#### ВЫБРАННЫЙ ОТРЫВОК
----

Независимо от заверений владыки Гавриила, что он всем приезжающим к нему священникам говорил, что «в силу своего положения не может давать каких-либо советов, ибо стоит вдали от церковной жизни и по каноническим правилам не может вмешиваться», в дальнейшем он следствием рассматривался как руководитель "организации". Для убедительности версии о роли ссыльного епископа следствие подробно разработало варианты встреч и контактов с ним представителей из Москвы и Ленинграда, причем, "признание" священника Владимира Любимова об их встрече в декабре 1931 года было представлено следствием соответствующим образом: «КРАСНОВСКИЙ, заслушав политическую информацию ЛЮБИМОВА о положении дел в Москве, согласился возглавлять Московскую организацию ИПЦ, дал санкцию на организацию подпольных церквей и предложил установить связь с епископом Серафимом ЗВЕЗДИНСКИМ, дав для сношений с ЗВЕЗДИНСКИМ пароль "Мифарес"»27. Далее следствием утверждалось, что посланная к владыке Серафиму монахиня получила от него «принципиальное согласие возглавить ячейки ИПЦ» в Москве, правда, допросить ее не удалось, так как она скрылась. Но для следствия это не имело значения, и хотя епископ Серафим категорически все отрицал, показания главного "свидетеля" о «конкретных установках по новым формам к./р. работы», которые он будто бы при встрече с ней "передал" владыке, стали для него главным обвинением. Обращает на себя внимание якобы изменившаяся "установка" епископа Серафима в отношении к колхозному движению, ведь ранее участники ИПЦ обвинялись в активной антиколхозной пропаганде. Очевидно, по этому вопросу изменилось отношение следствия, так что "признания" свидетелей стали иными: «Для пользы дела необходимо изменить тактику и отношение к колхозам и, наоборот, рекомендовалось своим людям входить в колхозы, направляя их изнутри по церковному руслу и таким образом по существу срывать колхозное строительство».

Такие показания потребовались следствию для обоснования обвинений участников ИПЦ в руководстве повстанческим движением, что связано было с плачевными результатами коллективизации, начавшимся в деревнях голодом и крестьянскими волнениями в Серпуховской, Козловской, Вятской и других областях. Поэтому так важны были показания "свидетелей" о том, что в Москву «стали приезжать группами по 12-15 человек крестьян, чтобы причаститься и исповедаться в ИПЦ. Этих людей размещали по фанатичным прихожанам и обрабатывали в антисоветском духе»28. Многие обвиняемые по делу Московского "филиала" ИПЦ показали, что в церквях действительно стали появляться небольшие группы раскулаченных крестьян из провинции, обобранных и растерянных, приезжающих в Москву за советом к пастырям ИПЦ. И шли они не в "сергианские" храмы, а на нелегальные квартиры, где их тайно принимали священники и монашество ИПЦ. Позднее эти крестьяне также были арестованы и осуждены как «участники контрреволюционной организации». Именно они дали "признательные" показания о новых установках руководства ИПЦ в отношении к Красной Армии, — «надо обратить особое внимание на христианизацию красноармейцев и проводить эту работу еще в деревнях до призыва так, чтобы они являлись в армию уже тайными христианами». Видимо, ухудшение отношений с Японией и возможная угроза военных действий с ее стороны вызывали подобные показания, писавшиеся под диктовку, ибо следствию необходимо было связать деятельность обвиняемых с внешнеполитическими событиями.

----

#### ЗАПИСАННЫЕ СВЕДЕНИЯ
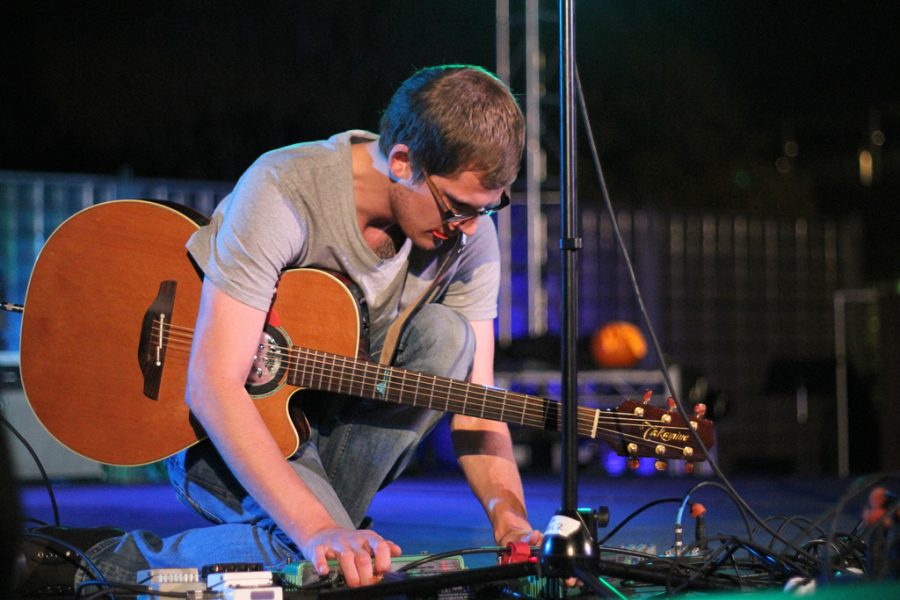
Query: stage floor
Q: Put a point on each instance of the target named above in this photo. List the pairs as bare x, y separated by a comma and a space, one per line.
438, 512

----

#### ЗАДАНИЯ
1. Какой пароль для сношений со Звездинским назван в «признании», которое приводится в отрывке о следствии по делу ИПЦ?
2. Продолжите отрывок о следствии по делу Московского «филиала» ИПЦ, начав сразу после его последнего предложения.

#### ОТВЕТЫ К ЗАДАНИЯМ
1. Пароль «Мифарес».

2.
О роли архиепископа Андрея (Ухтомского), недавно освободившегося из Ярославского политического изолятора и поселившегося в Москве, также привлеченного к следствию по делу Московского "филиала" ВЦ ИПЦ, следствием было получено много "добровольных" показаний и доносов. Например, о его отношении к Сергиевскому Синоду как к «Комиссии по ликвидации Православия», о его «солидарности с политическими принципами ИПЦ», о распространении среди верующих отпечатанной им листовки «О христианской общине». В окончательном варианте архиепископу Андрею, как идеологу движения, было предъявлено обвинение в том, что он «развивал теорию о необходимости создания системы христианских общин в противовес советскому государственному устройству и призывал к организации массовых выступлений против Соввласти, используя в этих целях закрытие церквей и ставя одновременно задачу построения нелегальных организаций и подпольных церквей». Одним из главных обвиняемых по делу проходил священник Павел Боротинский29. Глубокая убежденность иерея Павла, что любая «революция враждебна православным христианам и направлена таким образом против христианства, к его уничтожению», определяла его отношение и к митрополиту Сергию после издания им Декларации, и оно было подробно изложено в его брошюре — «Отношение христианина к советской власти с точки зрения православного нравоучения», написанной в 1928 году. В ней отец Павел рассмотрел вопросы взаимоотношения Церкви с советской властью, а также возможности признания истинным христианином нынешней власти и повиновения ей. Весьма показательны выводы, к которым он пришел после основательного разбора этих вопросов:

«Признавать власть — значит солидаризироваться с нею и оправдывать те задачи и цели, к достижению которых она стремится. Советская власть хуже шайки разбойников, так как разбойники убивают только тело, а советская власть убивает не только тело, но и душу.

Христианин не может себя считать даже гражданином советско-сатанинского государства. Все, в чем он повинуется соввласти, он делает не за совесть, а за страх, исключительно как пленник. Плох тот христианин, который не молится о скорейшем ниспровержении этого мерзкого и богохульнейшего нового сатанинского государства».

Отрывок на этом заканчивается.